Dochja. Eilaci eilaci &zoweer. De verkrijggeschiedenis van de objekten in je platen- en boekenkast (en okee vooruit je kruidenkast ook while you’re at it) hebben zelden een interessante verkrijggeschiedenis. Hoe kwam je daar weer aan? Naja. Je was naar de winkel gelopen. Je had het besteld via ze innernet. Je was ergens, in een stad waar je zelden kwam, en je liep langs dat winkeltje en je dacht Dat kon maar zo een fijn winkeltje zijn. Je had een veeveeveebon gekregen van een oom die pijp rookt en veel te vaak veel te hard lacht. Iemand die het zelf niet meer nodig had dacht dat jij het misschien wel gebruiken kon. Zoiets. Veel meer was het niet.

Maar voor Sean Thomas Dougherty’s Broken Hallelujahs heb ik g’dorie een mooi verhaal opgekookt. Het staat dan ook zoon beetje onopvallend opvallend in mijn boekenkast te staan, of opvallend onopvallend – dat ligt een beetje aan hoe het licht binnenvalt (dat licht dat valt daar maar alle dagen binnen in mijn kot en ik groet dat licht en ik zeg Goedemorgen licht je ziet er patent uit!, maar zelden zegt het licht wat terug).

----

● OPDRACHT 1:
Kies uit de lijst elke regel waarin het woord "dark" staat. Let op hoofdletters en kleine letters: die moeten precies kloppen.

Stukken uit een dataset over het aanwijzen van objecten
----

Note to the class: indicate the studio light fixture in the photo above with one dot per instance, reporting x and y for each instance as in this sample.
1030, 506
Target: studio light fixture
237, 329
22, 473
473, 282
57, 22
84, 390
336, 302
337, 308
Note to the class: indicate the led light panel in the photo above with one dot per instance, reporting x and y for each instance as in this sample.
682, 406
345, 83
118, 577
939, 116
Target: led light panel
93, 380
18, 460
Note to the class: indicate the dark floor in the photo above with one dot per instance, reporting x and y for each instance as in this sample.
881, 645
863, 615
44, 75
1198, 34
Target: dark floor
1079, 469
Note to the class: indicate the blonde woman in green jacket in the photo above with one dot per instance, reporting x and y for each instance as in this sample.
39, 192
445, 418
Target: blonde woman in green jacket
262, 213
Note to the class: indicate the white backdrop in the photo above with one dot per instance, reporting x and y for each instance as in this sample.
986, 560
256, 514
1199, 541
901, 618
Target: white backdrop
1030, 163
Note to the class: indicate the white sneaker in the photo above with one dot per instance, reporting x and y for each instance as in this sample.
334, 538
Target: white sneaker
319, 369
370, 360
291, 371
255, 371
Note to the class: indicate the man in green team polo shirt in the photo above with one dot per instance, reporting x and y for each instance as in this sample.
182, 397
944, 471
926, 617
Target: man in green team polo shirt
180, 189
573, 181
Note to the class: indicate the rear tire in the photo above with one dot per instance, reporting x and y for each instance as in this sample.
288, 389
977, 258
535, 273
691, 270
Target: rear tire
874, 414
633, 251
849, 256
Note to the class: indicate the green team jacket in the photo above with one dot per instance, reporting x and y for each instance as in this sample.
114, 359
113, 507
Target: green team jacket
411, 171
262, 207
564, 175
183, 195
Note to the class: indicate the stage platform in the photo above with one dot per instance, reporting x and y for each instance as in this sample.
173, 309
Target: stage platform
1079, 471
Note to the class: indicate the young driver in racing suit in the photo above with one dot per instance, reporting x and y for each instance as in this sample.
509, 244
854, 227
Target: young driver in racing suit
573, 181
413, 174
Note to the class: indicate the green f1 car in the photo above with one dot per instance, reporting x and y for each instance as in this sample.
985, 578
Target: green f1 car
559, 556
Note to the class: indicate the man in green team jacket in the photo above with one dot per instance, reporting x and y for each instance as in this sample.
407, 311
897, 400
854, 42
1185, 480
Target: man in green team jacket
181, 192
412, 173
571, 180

----

● OPDRACHT 2:
Pas de tekst over de boekenkast aan: schrijf het stuk van "Maar voor Sean" tot en met "licht wat terug)." opnieuw op en zet overal "zonlicht" waar "licht" staat.

● VOLLEDIG ANTWOORD 1:
Note to the class: indicate the dark floor in the photo above with one dot per instance, reporting x and y for each instance as in this sample.
Target: dark floor

● VOLLEDIG ANTWOORD 2:
Maar voor Sean Thomas Dougherty’s Broken Hallelujahs heb ik g’dorie een mooi verhaal opgekookt. Het staat dan ook zoon beetje onopvallend opvallend in mijn boekenkast te staan, of opvallend onopvallend – dat ligt een beetje aan hoe het zonlicht binnenvalt (dat zonlicht dat valt daar maar alle dagen binnen in mijn kot en ik groet dat zonlicht en ik zeg Goedemorgen zonlicht je ziet er patent uit!, maar zelden zegt het zonlicht wat terug).